__PROBLEMS AND TASKS__.
A - About the post on Ecclesiastes 3:
(i) What does it say the internal instruction manual we are all born with is called?
(ii) In the hot air balloon comparison, at what height are you told to jump out?
(iii) In the Ikea bookcase example, how many spare parts are left over?
B - Extract the stretch of the Ecclesiastes 3 post from "I must admit, the" through "What to Do?".
C - Continue the post on Ecclesiastes 3 from its last sentence.

# Start of PAGE EXTRACT

There Is a Time to Eat BBQ… Turn! Turn! Turn!

There Is a Time to Eat BBQ… Turn! Turn! Turn! March 14, 2024

There Is a Time to Eat BBQ… Turn! Turn! Turn!

The other day, someone near and dear to me and I were watching TV. There was a funeral on the screen, and a time-worn voice stoically recited Ecclesiastes 3 (E3), “There is a time for birth and a time to die…” across the room, I heard, “Ugh… I hate that passage at a funeral! It’s so cliché. Make sure they don’t do it at mine.” The more I thought about it, the more I realized they were right—not about the funeral part, but—about the passage being cliché and not really listening to its meaning anymore.

The rest of the story…

I must admit, the first eight verses are pretty singsongy in style. What most people don’t do is keep reading the passage. The last half tells you that your worth isn’t in your work but in the way you live. It says that God has put you—specifically you—into a certain point in time to do a specific thing but doesn’t give you a clue as to what to do. It’s all a God-created crapshoot. God creates you, slips you into your timeslot, and then asks you to do the right thing. Sometimes, it feels like you’re flying in a hot air balloon, and once you hit 3,000 feet, you’re then told to jump out without a parachute with the instructions, “Aim for the pond of water; it’ll break your fall.”

 

Public Domain
Does life come with a building manual? Do you know if you have all the pieces and where they go?

How Do I Know What to Do?

We are all born with an internal instruction manual; it’s called a conscience. And it’s updated more often than my Smart Phone or Smart Watch. Every time we read scripture, go to church, or spend time praying, we are getting the download for that precise time with the exact information we are going to need to face whatever’s coming.

But like buying a bookcase at Ikea, most people don’t want to spend the time reading the manual. So, they dig right in and put tab “A” into slot “D” when it should have gone into slot “B.” After they have put the bookcase together and have six or seven spare parts left over, and the project looks more like a Picasso sculpture than a bookcase, then and only then will they go back and pick up the manual to find out where they went wrong.

There’s nothing wrong with that! That’s a part of what E3 is trying to tell us. The very last line is, “What now is has already been; what is to be, already is: God retrieves what has gone by.” In other words, “Ya did it, ya blew it, ya came back and fixed it. Now move on.”

# End of PAGE EXTRACT
# Start of RECORDED DATA

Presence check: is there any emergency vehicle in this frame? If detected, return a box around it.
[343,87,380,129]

# End of RECORDED DATA

__RESPONSES IN ORDER__.
A -
(i) A conscience.
(ii) 3,000 feet.
(iii) Six or seven.

B -
I must admit, the first eight verses are pretty singsongy in style. What most people don’t do is keep reading the passage. The last half tells you that your worth isn’t in your work but in the way you live. It says that God has put you—specifically you—into a certain point in time to do a specific thing but doesn’t give you a clue as to what to do. It’s all a God-created crapshoot. God creates you, slips you into your timeslot, and then asks you to do the right thing. Sometimes, it feels like you’re flying in a hot air balloon, and once you hit 3,000 feet, you’re then told to jump out without a parachute with the instructions, “Aim for the pond of water; it’ll break your fall.”

 

Public Domain
Does life come with a building manual? Do you know if you have all the pieces and where they go?

How Do I Know What to Do?

C -
How Can I Update E3 to Make It Mean More to Me?

Personally, when something doesn’t resonate, I change it to make it more personal. Instead of reading E3 as is, try to update it and put it into your own life. Instead of “a time to embrace, and a time to be far from embraces,” change it to “A time to be with the family eating BBQ and a time to go on the road for work so I can pay the bills for the family.” Or “A time to be silent, and a time to speak” can become “A time to listen to Junior about what he’s feeling and a time to tell him a story of how I faced the same problem when I was his age.” It’s kinda crazy, but the more I do this, the more in touch with what E3 is trying to get across sinks in.

Below is the full passage of E3. Read through it and change it to fit your life today. Right now. Open your mind and let the words sink in. What do you need to hear? And here are the Byrds singing Turn! Turn! Turn! To help set the mood! https://youtu.be/W4ga_M5Zdn4

No One Can Determine the Right Time to Act

1 There is an appointed time for everything, and a time for every affair under the heavens.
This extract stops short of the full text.